Saturday, June 2, 2012

Profile of a Cultural Icon

   There are certain people who have an impact which lasts long after they are gone.  This person is almost synonymous with the culture in which they were raised.  I have written articles about several classic Russian authors who would definitely be considered representatives of their culture. 
    In the United States there are several authors who are considered cultural icons.  Men such as Samuel L. Clemens (Mark Twain) [1835-1910] and Ernest Hemingway (1899-1961) would certainly qualify.  Another author who would qualify as a cultural icon was Edgar Allan Poe (1809-1849).
    Poe was born to traveling actors in Boston, Massachusetts on January 19, 1809.  He was the second of three children. His brother, William Henry Leonard Poe, would also become a poet before his early death, and Poe’s sister, Rosalie Poe, would grow up to teach penmanship at a Richmond girls’ school.  Within three years of Poe’s birth both of his parents had died, and he was taken in by the wealthy tobacco merchant John Allan and his wife Frances Valentine Allan in Richmond, Virginia while Poe’s siblings went to live with other families. Mr. Allan would rear Poe to be a businessman and a Virginia gentleman, but Poe had dreams of being a writer in emulation of his childhood hero the British poet Lord Byron. Early poetic verses found written in a young Poe’s handwriting on the backs of Allan’s ledger sheets reveal how little interest Poe had in the tobacco business. By the age of thirteen, Poe had compiled enough poetry to publish a book, but his headmaster advised Allan against allowing this.

= = = = = = =

- _Work task A_: From the profile of Edgar Allan Poe, extract the passage from "Saturday, June 2, 2012" to "of their culture." word for word.
- _Work task B_: Write the next part of the profile of Edgar Allan Poe, picking up after its final sentence.

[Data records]
= = = = = = =

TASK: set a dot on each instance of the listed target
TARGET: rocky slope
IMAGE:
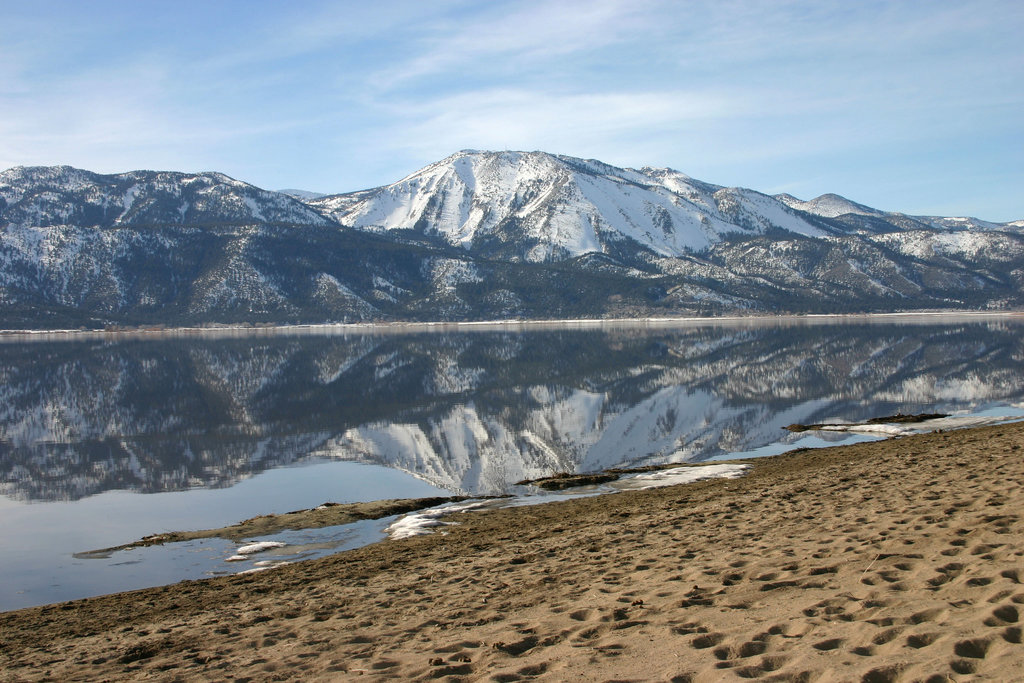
(475, 236)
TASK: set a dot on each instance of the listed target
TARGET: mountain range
(470, 413)
(476, 236)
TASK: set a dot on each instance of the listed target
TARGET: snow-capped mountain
(471, 413)
(476, 236)
(39, 197)
(542, 207)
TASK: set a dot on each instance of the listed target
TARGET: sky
(912, 105)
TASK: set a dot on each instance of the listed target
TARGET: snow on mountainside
(477, 236)
(62, 196)
(553, 207)
(834, 206)
(829, 206)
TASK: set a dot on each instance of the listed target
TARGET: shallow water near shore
(104, 441)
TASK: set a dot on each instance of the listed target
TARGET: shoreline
(246, 330)
(897, 559)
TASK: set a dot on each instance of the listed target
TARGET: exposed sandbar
(892, 560)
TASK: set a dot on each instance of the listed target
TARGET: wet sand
(893, 560)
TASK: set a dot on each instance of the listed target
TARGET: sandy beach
(896, 560)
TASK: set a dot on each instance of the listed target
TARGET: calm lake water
(103, 441)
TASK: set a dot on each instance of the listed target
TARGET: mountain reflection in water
(468, 412)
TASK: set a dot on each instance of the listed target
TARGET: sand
(900, 559)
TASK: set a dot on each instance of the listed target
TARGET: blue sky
(914, 107)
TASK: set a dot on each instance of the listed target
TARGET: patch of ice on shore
(678, 475)
(423, 522)
(258, 547)
(887, 429)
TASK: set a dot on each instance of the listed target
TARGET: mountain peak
(537, 206)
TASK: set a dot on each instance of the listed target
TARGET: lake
(103, 440)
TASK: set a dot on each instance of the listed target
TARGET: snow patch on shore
(421, 523)
(679, 475)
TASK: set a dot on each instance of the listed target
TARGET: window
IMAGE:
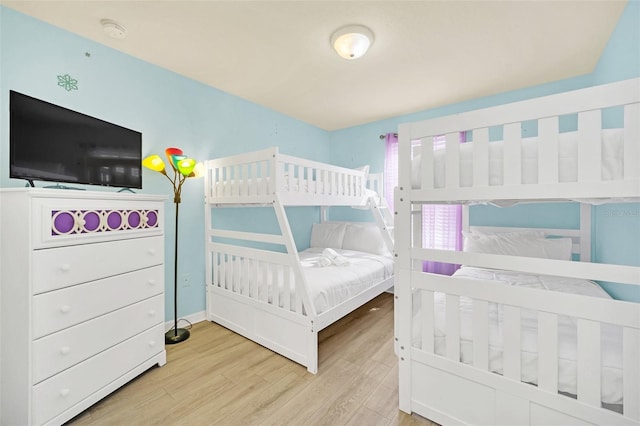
(441, 224)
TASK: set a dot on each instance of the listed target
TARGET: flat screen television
(51, 143)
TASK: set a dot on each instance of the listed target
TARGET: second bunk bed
(258, 283)
(522, 333)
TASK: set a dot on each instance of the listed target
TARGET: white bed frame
(442, 388)
(268, 178)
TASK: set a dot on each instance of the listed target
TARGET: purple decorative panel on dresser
(66, 222)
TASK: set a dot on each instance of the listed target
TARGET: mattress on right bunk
(612, 148)
(611, 336)
(526, 244)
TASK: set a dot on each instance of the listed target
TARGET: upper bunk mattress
(612, 160)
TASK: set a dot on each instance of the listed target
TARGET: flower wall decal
(67, 82)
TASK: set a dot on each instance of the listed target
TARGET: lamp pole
(183, 168)
(176, 335)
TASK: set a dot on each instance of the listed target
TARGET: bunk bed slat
(588, 359)
(632, 141)
(631, 374)
(481, 157)
(590, 146)
(548, 351)
(426, 162)
(426, 321)
(512, 169)
(548, 150)
(286, 291)
(481, 334)
(453, 327)
(511, 342)
(452, 163)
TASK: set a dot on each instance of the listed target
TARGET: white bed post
(402, 288)
(301, 285)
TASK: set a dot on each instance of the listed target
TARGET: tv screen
(52, 143)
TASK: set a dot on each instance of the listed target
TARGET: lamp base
(176, 336)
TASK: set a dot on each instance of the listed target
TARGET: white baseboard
(192, 318)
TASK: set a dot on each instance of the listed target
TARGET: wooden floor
(219, 377)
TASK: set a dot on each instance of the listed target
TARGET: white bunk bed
(281, 298)
(465, 342)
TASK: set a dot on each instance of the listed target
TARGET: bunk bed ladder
(384, 218)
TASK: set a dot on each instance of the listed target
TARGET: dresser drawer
(66, 389)
(59, 309)
(59, 222)
(58, 351)
(65, 266)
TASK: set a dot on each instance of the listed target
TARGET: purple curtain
(441, 224)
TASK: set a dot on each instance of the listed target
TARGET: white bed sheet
(247, 186)
(328, 285)
(331, 285)
(611, 377)
(612, 160)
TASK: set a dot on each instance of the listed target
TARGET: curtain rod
(384, 136)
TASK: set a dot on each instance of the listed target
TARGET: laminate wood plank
(218, 377)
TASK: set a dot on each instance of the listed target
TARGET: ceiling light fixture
(113, 29)
(353, 41)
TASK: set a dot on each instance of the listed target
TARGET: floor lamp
(183, 168)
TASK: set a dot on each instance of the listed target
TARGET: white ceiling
(277, 54)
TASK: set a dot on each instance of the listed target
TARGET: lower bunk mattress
(350, 273)
(332, 275)
(611, 336)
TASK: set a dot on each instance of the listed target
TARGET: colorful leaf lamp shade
(183, 168)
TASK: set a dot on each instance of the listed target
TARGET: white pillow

= = = = = = =

- _Written response A_:
Saturday, June 2, 2012

Profile of a Cultural Icon

   There are certain people who have an impact which lasts long after they are gone.  This person is almost synonymous with the culture in which they were raised.  I have written articles about several classic Russian authors who would definitely be considered representatives of their culture.

- _Written response B_:
    In 1826 Poe left Richmond to attend the University of Virginia, where he excelled in his classes while accumulating considerable debt. The miserly Allan had sent Poe to college with less than a third of the money he needed, and Poe soon took up gambling to raise money to pay his expenses. By the end of his first term Poe was so desperately poor that he burned his furniture to keep warm. 
    Humiliated by his poverty and furious with Allan for not providing enough funds in the first place, Poe returned to Richmond and visited the home of his fiancée Elmira Royster, only to discover that she had become engaged to another man in Poe’s absence.   The heartbroken Poe’s last few months in the Allan mansion were punctuated with increasing hostility towards Allan until Poe finally stormed out of the home in a quixotic quest to become a great poet and to find adventure. He accomplished the first objective by publishing his first book Tamerlane when he was only eighteen, and to achieve the second goal he enlisted in the United States Army. Two years later he heard that Frances Allan, the only mother he had ever known, was dying of tuberculosis and wanted to see him before she died. By the time Poe returned to Richmond she had already been buried. Poe and Allan briefly reconciled, and Allan helped Poe gain an appointment to the United States Military Academy at West Point. 
   Before going to West Point, Poe published another volume of poetry. While there, Poe was offended to hear that Allan had remarried without telling him or even inviting him to the ceremony. Poe wrote to Allan detailing all the wrongs Allan had committed against him and threatened to get himself expelled from the academy. After only eight months at West Point Poe was thrown out, but he soon published yet another book.
   Broke and alone, Poe turned to Baltimore, his late father’s home, and called upon relatives in the city. One of Poe’s cousins robbed him in the night, but another relative, Poe’s aunt Maria Clemm, became a new mother to him and welcomed him into her home.  Clemm’s daughter Virginia first acted as a courier to carry letters to Poe’s lady loves but soon became the object of his desire.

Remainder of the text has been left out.